• [WRITTEN TASK A] In the records, lay out the part that opens with the line containing "above contains cheek." and closes with the line containing "215, 243, 292, 332" as a JSON list of strings, one string per line, with blank lines left out.

• [PROVIDED TEXT]
+ + + + + + +

If you see the colour editions of the book for sale on the Internet occasionally, especially the ones with Tintin and Haddock stood on the cliff, they're knock-offs of the original. Rodier privately published his black and white edition, and someone took the colour pages - themselves a tribute to both Hergé and Rodier, undertaken as a group project - printed them out, bound them and now sells them for ridiculous amounts. I think that's been discussed elsewhere in this forum before.
The people that are selling these, I imagine, have never even spoken to the original author. They simply took the pages from the Internet and sold them for personal gain. That's not a slight on Rodier's account - himself now an accomplished comic strip artist - since he created the book for free. It was distributed on the Internet by a now-defunct group of Tintinologists and their website, and because of the actions of disreputable people has now had their site closed down and security tightened on their group.

+ + + + + + +

• [RAW RECORDS]
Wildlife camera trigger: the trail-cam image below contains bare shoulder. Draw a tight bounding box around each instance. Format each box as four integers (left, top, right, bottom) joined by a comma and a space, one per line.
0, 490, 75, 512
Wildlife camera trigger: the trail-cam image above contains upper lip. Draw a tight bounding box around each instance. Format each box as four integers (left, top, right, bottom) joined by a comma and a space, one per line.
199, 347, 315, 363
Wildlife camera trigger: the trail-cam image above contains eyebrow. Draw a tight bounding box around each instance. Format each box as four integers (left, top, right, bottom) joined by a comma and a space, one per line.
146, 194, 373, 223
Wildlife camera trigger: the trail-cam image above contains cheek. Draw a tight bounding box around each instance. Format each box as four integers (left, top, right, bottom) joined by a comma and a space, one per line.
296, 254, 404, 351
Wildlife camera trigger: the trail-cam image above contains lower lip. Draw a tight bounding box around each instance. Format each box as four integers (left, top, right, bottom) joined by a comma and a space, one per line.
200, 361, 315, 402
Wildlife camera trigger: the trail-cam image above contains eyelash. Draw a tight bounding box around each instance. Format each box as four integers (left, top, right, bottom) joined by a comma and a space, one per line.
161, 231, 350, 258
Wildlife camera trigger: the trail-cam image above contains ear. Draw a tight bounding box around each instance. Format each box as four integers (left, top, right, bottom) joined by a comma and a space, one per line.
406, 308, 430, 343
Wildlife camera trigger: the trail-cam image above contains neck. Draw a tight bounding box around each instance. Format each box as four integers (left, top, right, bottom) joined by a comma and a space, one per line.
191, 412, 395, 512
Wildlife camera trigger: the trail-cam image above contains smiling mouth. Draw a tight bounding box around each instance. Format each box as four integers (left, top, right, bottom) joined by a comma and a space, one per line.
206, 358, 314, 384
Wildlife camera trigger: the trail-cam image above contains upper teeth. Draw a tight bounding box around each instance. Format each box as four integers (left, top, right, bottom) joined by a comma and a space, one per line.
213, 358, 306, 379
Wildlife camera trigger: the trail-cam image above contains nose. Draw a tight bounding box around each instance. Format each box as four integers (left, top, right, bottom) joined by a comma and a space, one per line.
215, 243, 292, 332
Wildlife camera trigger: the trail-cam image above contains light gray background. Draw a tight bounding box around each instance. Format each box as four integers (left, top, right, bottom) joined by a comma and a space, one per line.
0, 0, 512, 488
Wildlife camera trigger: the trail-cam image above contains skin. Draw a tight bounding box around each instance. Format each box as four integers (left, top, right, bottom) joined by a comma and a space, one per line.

+ + + + + + +

• [WRITTEN TASK B] In the passage on the Tintin tribute book, who privately published the black and white edition?

• [RESPONSE A]
[
  "Wildlife camera trigger: the trail-cam image above contains cheek. Draw a tight bounding box around each instance. Format each box as four integers (left, top, right, bottom) joined by a comma and a space, one per line.",
  "296, 254, 404, 351",
  "Wildlife camera trigger: the trail-cam image above contains lower lip. Draw a tight bounding box around each instance. Format each box as four integers (left, top, right, bottom) joined by a comma and a space, one per line.",
  "200, 361, 315, 402",
  "Wildlife camera trigger: the trail-cam image above contains eyelash. Draw a tight bounding box around each instance. Format each box as four integers (left, top, right, bottom) joined by a comma and a space, one per line.",
  "161, 231, 350, 258",
  "Wildlife camera trigger: the trail-cam image above contains ear. Draw a tight bounding box around each instance. Format each box as four integers (left, top, right, bottom) joined by a comma and a space, one per line.",
  "406, 308, 430, 343",
  "Wildlife camera trigger: the trail-cam image above contains neck. Draw a tight bounding box around each instance. Format each box as four integers (left, top, right, bottom) joined by a comma and a space, one per line.",
  "191, 412, 395, 512",
  "Wildlife camera trigger: the trail-cam image above contains smiling mouth. Draw a tight bounding box around each instance. Format each box as four integers (left, top, right, bottom) joined by a comma and a space, one per line.",
  "206, 358, 314, 384",
  "Wildlife camera trigger: the trail-cam image above contains upper teeth. Draw a tight bounding box around each instance. Format each box as four integers (left, top, right, bottom) joined by a comma and a space, one per line.",
  "213, 358, 306, 379",
  "Wildlife camera trigger: the trail-cam image above contains nose. Draw a tight bounding box around each instance. Format each box as four integers (left, top, right, bottom) joined by a comma and a space, one per line.",
  "215, 243, 292, 332"
]

• [RESPONSE B] Rodier